> _Your instructions_: Report every line of the data where the string "island" appears.

> _Provided data_:

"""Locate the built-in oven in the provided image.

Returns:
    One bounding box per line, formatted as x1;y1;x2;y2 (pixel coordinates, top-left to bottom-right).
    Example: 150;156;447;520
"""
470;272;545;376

==

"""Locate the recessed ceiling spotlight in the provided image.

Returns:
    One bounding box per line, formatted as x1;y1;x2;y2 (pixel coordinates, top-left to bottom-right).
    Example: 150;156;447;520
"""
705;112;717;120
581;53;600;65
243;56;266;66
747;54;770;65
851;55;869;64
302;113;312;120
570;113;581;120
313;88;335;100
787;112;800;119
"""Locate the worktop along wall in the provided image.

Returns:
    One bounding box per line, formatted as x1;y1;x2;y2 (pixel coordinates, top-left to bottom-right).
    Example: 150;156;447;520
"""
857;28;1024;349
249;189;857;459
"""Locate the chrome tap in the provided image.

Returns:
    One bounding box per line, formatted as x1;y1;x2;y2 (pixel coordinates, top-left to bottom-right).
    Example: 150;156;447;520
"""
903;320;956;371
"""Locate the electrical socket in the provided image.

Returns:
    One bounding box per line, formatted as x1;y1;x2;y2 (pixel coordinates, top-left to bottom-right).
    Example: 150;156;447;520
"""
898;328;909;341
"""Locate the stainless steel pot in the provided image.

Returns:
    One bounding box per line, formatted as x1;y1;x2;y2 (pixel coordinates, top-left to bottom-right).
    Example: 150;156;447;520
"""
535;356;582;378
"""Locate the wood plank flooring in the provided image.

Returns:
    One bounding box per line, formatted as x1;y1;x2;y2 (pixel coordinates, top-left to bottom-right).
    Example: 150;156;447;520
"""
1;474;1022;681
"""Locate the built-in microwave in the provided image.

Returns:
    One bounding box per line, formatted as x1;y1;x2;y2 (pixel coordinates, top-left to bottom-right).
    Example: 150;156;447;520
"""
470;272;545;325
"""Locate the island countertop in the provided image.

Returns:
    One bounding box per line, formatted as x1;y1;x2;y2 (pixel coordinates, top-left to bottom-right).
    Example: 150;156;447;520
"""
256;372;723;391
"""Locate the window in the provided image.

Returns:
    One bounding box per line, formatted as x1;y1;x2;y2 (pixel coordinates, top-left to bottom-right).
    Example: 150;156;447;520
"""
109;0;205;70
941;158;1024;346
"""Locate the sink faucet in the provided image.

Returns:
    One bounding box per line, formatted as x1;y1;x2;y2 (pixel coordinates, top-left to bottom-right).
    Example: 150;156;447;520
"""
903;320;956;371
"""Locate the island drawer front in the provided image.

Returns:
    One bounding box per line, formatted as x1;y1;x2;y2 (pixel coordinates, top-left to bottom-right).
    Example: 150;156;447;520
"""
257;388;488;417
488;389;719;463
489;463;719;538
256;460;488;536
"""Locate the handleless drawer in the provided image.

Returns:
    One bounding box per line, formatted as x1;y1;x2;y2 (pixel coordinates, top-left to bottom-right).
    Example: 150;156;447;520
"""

==

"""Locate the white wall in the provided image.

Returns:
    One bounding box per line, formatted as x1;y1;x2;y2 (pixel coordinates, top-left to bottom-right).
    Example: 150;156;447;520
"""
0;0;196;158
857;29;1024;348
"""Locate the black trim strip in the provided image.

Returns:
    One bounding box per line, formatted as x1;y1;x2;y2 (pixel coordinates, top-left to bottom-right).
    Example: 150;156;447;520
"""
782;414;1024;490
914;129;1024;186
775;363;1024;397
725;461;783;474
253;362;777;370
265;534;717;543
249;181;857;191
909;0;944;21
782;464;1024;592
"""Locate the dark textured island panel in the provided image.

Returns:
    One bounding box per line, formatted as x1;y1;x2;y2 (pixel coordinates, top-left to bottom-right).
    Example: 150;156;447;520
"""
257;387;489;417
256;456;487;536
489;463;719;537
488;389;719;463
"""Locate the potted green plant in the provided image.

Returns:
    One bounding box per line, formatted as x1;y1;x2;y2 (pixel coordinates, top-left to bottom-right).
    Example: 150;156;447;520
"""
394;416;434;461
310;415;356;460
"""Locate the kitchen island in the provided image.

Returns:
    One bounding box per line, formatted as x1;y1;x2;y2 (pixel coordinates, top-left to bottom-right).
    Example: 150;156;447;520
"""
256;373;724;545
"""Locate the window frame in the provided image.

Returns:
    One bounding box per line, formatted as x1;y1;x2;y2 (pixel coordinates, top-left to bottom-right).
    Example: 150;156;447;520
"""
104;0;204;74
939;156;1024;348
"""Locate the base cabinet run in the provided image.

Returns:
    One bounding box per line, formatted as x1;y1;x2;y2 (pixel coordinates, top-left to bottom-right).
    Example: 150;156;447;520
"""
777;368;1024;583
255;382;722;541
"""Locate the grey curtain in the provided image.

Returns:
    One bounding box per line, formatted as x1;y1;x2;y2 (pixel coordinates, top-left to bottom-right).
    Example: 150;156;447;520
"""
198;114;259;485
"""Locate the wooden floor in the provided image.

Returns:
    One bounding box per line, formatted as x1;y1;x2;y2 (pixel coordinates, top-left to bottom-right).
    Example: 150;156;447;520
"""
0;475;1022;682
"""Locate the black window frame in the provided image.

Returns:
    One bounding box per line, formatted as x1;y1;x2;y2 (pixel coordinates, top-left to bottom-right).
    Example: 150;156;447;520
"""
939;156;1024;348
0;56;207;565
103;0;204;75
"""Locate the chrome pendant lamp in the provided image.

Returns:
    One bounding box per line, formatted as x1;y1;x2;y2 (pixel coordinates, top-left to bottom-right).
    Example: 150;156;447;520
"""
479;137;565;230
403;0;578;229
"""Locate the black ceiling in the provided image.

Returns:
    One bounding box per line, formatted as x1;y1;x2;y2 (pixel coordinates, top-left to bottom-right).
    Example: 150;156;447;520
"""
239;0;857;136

> _Written response_:
"""Locate the island countertop in the provided image.
"""Locate the island drawer front in the provided image.
"""Locate the dark textured island panel in the provided image.
"""Locate the kitchen island in the provided image.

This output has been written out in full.